#### To-do list:
1) In the passage on Laxmi Prasad Devkota, translate this sentence into Spanish: "Then, he obtained a Bachelor of Arts degree from Patna University in 1929."
2) Decide whether each statement agrees with the passage on Laxmi Prasad Devkota. Answer yes or no and quote the words that settle it. (a) Devkota earned a Master's degree in English Literature. (b) The plan to open a public library was made in April 1930. (c) Devkota's eldest son joined him in Varanasi.
3) Pick up the passage on Laxmi Prasad Devkota after its last sentence and continue it.

Laxmi Prasad Devkota was born on the 12th. of November1909 at Dhobidhara (then known as Thatunati) in Kathmandu as the third son of Tila Madhav Devkota and his second wife, Amar Rajyalaxmi. After graduating from Durbar High School, he decided to study Science. He passed the I.Sc. exam in 1928. Then, he obtained a Bachelor of Arts degree from Patna University in 1929. Having completed his Bachelor of Law in 1934, he wanted to pursue a Master's degree in English Literature. However, he did not get the opportunity to do so.

Devkota married Mana Devi Chalise (1912-2000) in 1924 and had five daughters and four sons. Of these, an infant daughter and two sons died during the poet's life time. He had a very loving relationship with his wife and chidren.

In April 1930, a group of young people with a scholarly bent of mind wanted to open a public library. Devkota too was asked to sign the minute of the meeting's decisions. The consequence was that the then ruling Rana government exiled some of these youths while they fined the poet and some of his friends a huge sum of Rs. 100 each and made them sign an agreement that they would never participate in such activities again. This was the beginning of Devkota's political life.

In 1948, Poet Devkota presided over the first national poetry festival of Nepal organized by Nepali Sahitya Parishad and delivered a famous speech. Immediately after this poetry festival, he exiled himself to Vanarasi, India, to editYugvani (The Voice of the Age), which was a mouthpiece of the Nepali Congres. In Nepal, his house and properties were confiscated by the government. In less than three months after his unanounced departure from the house, his second son Krishna died. His eldest son Prakash soon joined him in Varanasi.

#### Dataset excerpt:
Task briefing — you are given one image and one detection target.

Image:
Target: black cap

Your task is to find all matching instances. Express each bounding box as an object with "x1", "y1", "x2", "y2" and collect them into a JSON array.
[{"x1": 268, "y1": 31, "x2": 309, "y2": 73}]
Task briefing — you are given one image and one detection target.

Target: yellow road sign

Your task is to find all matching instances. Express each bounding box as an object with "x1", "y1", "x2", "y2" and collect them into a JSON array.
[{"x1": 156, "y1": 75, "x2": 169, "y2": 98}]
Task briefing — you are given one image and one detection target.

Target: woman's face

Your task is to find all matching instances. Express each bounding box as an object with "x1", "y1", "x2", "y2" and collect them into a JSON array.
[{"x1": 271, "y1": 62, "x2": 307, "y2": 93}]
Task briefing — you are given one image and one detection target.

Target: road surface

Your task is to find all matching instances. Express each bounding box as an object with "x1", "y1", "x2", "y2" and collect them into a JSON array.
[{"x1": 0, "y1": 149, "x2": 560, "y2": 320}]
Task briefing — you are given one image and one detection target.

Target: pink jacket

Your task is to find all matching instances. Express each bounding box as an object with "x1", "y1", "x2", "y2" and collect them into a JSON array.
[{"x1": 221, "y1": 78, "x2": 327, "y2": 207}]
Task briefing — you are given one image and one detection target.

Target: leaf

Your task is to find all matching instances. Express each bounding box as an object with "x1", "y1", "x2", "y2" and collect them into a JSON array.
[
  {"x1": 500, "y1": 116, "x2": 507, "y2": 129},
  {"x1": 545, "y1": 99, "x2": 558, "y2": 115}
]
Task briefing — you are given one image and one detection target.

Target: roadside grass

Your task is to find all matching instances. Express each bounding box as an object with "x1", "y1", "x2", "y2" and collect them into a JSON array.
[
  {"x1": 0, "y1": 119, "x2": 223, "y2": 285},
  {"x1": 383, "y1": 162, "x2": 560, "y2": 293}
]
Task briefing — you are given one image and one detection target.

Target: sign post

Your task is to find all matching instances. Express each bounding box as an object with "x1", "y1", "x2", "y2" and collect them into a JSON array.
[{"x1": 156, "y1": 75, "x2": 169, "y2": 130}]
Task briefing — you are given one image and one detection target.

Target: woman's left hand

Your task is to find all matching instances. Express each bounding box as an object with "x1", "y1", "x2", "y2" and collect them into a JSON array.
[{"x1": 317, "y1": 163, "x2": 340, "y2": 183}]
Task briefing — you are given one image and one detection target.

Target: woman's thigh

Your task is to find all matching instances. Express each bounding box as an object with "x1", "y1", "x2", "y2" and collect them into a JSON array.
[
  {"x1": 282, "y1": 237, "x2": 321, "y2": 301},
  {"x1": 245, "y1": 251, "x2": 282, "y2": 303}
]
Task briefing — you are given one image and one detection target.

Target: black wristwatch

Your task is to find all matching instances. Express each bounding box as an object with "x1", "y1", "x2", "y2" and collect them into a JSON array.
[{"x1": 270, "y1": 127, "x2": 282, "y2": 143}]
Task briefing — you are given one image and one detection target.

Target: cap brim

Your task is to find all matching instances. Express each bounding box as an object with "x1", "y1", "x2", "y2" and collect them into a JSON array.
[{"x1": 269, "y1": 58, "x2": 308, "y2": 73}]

#### The results:
1) Luego, obtuvo una licenciatura en Artes de la Universidad de Patna en 1929.

2)
(a) No: "However, he did not get the opportunity to do so."
(b) Yes: "In April 1930, a group of young people with a scholarly bent of mind wanted to open a public library."
(c) Yes: "His eldest son Prakash soon joined him in Varanasi."

3)
Poet Devkota returned to Kathmandu shortly before the restoration of democracy in 1951. At this time, he was trying to sustain the family at Kavi-Kunja with a few tuition jobs. However, he also kept producing many excellent works. In March 1955, under the leadership of Purna Bahadur M.A., Poet Devkota, Balakrishna Sama, Siddhicharan Shrestha and others attended the Asian People's Conference in New Delhi.

From April 1956, a literary monthly titled Indreni was launched from Kavya-Prathisthan, of which Poet Devkota was the president. The Asian Writers' Confernce was held in New Delhi from Sunday, December 23-29, 1956. Poet Devkota led the delegation of Nepali writers to this conference. It was for such events that Devkota had translated many of his own works as well as those of his contemporaries into English and published them in the two bilingual issues (2nd and 7th.) of Indreni. The poems thus translated are highly representative of the age.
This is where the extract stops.